Task to complete> Count the lines in the listing below that contain the string "wall". Reply with that number alone.
-- START OF Stored records --
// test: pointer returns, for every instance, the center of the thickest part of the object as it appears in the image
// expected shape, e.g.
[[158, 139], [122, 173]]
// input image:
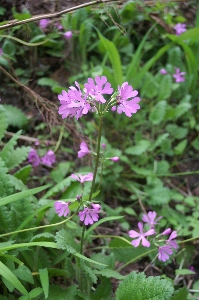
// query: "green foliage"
[[144, 288]]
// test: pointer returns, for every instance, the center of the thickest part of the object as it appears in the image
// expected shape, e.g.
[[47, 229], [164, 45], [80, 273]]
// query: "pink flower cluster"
[[48, 159], [77, 102], [178, 76], [165, 250]]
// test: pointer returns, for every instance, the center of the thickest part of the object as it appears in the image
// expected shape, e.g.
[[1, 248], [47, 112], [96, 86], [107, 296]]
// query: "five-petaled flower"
[[150, 218], [82, 178], [100, 88], [90, 215], [179, 76], [61, 208], [84, 150], [127, 100], [180, 28], [141, 236], [33, 157], [49, 158]]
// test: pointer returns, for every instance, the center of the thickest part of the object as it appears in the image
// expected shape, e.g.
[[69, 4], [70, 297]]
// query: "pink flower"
[[83, 150], [90, 215], [180, 28], [49, 158], [68, 35], [140, 236], [164, 252], [171, 242], [150, 218], [100, 88], [126, 92], [82, 178], [61, 208], [115, 158], [73, 103], [163, 71], [44, 23], [33, 157], [179, 76]]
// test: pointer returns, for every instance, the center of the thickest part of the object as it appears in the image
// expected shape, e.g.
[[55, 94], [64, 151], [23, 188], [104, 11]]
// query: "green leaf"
[[110, 274], [142, 288], [141, 147], [20, 195], [43, 274], [157, 113], [9, 276]]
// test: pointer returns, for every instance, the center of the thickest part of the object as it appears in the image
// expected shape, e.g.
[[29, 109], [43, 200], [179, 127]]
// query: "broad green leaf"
[[9, 276], [20, 195]]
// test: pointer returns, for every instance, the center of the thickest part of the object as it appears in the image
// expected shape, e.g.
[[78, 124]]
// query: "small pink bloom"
[[179, 76], [163, 71], [127, 100], [44, 23], [141, 236], [83, 150], [82, 178], [115, 158], [180, 28], [61, 208], [68, 35], [150, 218], [164, 252], [33, 157], [90, 215], [49, 158], [100, 88]]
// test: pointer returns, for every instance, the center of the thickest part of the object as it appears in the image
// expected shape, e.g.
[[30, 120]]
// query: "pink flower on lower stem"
[[33, 157], [150, 218], [49, 158], [83, 150], [115, 158], [61, 208], [179, 76], [164, 252], [82, 178], [140, 236], [127, 100], [90, 215]]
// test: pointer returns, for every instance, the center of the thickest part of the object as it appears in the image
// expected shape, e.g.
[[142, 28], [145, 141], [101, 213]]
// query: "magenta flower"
[[90, 215], [33, 157], [180, 28], [164, 252], [171, 241], [49, 158], [179, 76], [82, 178], [44, 23], [140, 236], [61, 208], [115, 158], [163, 71], [129, 107], [68, 35], [83, 150], [100, 88], [73, 103], [150, 218]]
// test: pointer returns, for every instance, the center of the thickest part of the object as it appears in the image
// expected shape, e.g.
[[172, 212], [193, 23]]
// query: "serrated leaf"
[[157, 113], [142, 288]]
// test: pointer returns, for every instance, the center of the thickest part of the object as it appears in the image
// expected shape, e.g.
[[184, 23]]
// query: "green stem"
[[97, 157]]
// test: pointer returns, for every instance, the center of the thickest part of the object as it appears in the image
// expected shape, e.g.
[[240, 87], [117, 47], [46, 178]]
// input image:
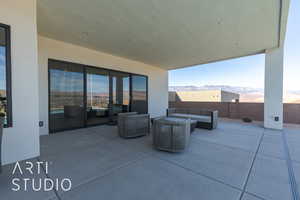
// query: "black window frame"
[[85, 67], [8, 75]]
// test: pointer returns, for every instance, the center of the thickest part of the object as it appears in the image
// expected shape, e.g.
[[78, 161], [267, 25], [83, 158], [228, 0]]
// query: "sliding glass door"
[[120, 93], [66, 95], [97, 96], [81, 96], [139, 94]]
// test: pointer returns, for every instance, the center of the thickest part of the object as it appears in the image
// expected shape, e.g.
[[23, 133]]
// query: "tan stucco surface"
[[169, 34]]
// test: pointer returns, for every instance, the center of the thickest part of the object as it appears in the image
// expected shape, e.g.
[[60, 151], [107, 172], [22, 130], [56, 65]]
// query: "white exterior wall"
[[22, 140], [273, 106], [53, 49]]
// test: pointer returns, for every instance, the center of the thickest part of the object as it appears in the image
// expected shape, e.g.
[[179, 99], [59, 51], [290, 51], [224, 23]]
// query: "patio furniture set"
[[170, 133]]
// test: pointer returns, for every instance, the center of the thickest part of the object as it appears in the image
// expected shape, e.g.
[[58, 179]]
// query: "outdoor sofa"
[[132, 124], [206, 119]]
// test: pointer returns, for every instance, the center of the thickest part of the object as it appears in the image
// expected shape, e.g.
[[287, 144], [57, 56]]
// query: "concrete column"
[[273, 106]]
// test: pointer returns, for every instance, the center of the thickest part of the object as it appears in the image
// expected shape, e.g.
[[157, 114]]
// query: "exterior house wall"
[[229, 96], [210, 95], [21, 141], [49, 48]]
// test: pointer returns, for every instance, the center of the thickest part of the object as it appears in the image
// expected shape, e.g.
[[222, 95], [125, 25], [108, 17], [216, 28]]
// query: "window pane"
[[139, 94], [97, 103], [66, 96], [3, 62], [2, 37]]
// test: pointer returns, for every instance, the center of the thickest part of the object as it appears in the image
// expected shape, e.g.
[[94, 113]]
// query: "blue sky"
[[247, 71]]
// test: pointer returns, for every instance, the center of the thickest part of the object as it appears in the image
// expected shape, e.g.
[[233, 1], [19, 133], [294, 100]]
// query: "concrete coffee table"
[[171, 134]]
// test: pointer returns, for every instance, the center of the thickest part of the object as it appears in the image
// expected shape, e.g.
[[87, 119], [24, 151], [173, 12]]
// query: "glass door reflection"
[[66, 109], [97, 92], [120, 98]]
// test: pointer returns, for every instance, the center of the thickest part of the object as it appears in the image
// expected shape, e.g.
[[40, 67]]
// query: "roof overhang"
[[167, 34]]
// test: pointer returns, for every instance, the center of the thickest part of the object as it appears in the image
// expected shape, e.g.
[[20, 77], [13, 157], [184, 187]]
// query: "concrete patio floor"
[[237, 161]]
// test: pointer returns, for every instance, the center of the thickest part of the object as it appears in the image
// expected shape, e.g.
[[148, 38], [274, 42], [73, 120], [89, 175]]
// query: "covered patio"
[[234, 161]]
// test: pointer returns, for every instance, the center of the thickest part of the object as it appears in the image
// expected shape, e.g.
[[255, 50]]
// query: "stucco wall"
[[22, 140], [229, 96], [49, 48]]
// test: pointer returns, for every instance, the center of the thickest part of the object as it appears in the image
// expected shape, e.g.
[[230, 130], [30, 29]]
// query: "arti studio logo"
[[37, 184]]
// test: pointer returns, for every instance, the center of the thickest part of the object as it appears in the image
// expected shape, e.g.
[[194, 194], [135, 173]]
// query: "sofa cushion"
[[200, 118]]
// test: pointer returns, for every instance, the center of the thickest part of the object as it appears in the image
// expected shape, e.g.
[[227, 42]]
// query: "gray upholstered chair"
[[133, 125], [171, 134]]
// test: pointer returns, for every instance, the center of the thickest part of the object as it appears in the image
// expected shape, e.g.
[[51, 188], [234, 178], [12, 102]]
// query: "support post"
[[273, 105]]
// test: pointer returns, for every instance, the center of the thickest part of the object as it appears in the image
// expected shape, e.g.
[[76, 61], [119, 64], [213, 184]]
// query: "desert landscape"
[[247, 94]]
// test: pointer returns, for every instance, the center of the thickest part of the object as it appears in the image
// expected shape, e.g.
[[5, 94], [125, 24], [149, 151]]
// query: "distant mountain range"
[[247, 94]]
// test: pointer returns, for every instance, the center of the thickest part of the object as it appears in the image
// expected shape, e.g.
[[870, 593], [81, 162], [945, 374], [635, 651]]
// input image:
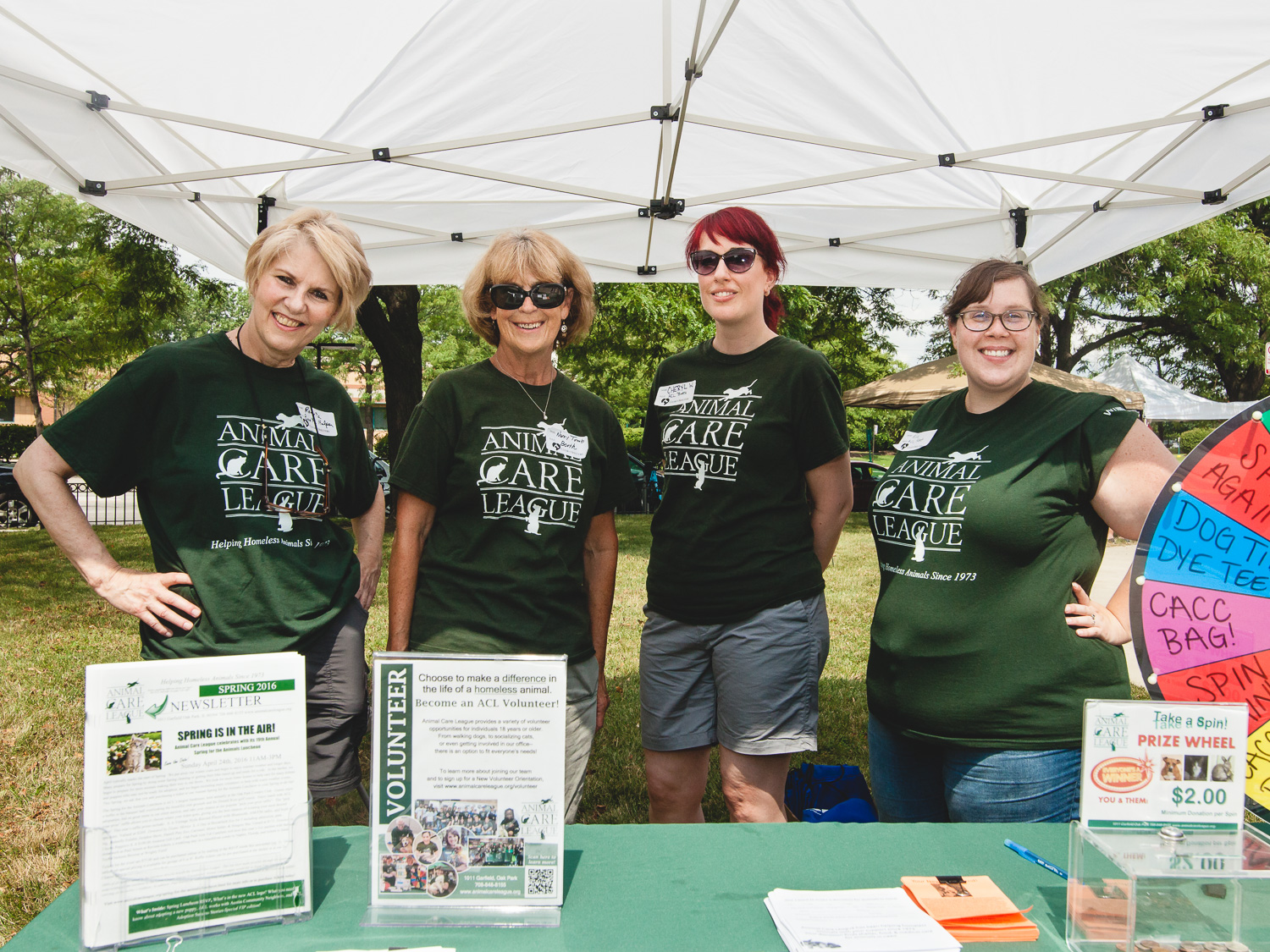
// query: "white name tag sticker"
[[676, 393], [317, 421], [914, 441], [558, 439]]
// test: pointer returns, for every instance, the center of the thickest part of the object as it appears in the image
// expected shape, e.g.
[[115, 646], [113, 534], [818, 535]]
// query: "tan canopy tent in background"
[[909, 388]]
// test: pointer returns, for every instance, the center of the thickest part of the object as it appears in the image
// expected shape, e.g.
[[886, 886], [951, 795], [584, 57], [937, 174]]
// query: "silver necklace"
[[550, 388]]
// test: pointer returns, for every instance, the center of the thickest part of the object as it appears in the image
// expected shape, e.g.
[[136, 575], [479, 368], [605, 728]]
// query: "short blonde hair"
[[526, 254], [335, 244]]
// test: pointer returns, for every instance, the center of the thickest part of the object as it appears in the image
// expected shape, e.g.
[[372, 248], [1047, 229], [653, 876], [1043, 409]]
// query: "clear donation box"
[[1168, 890]]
-- END OF Stored records --
Solution to this task> 3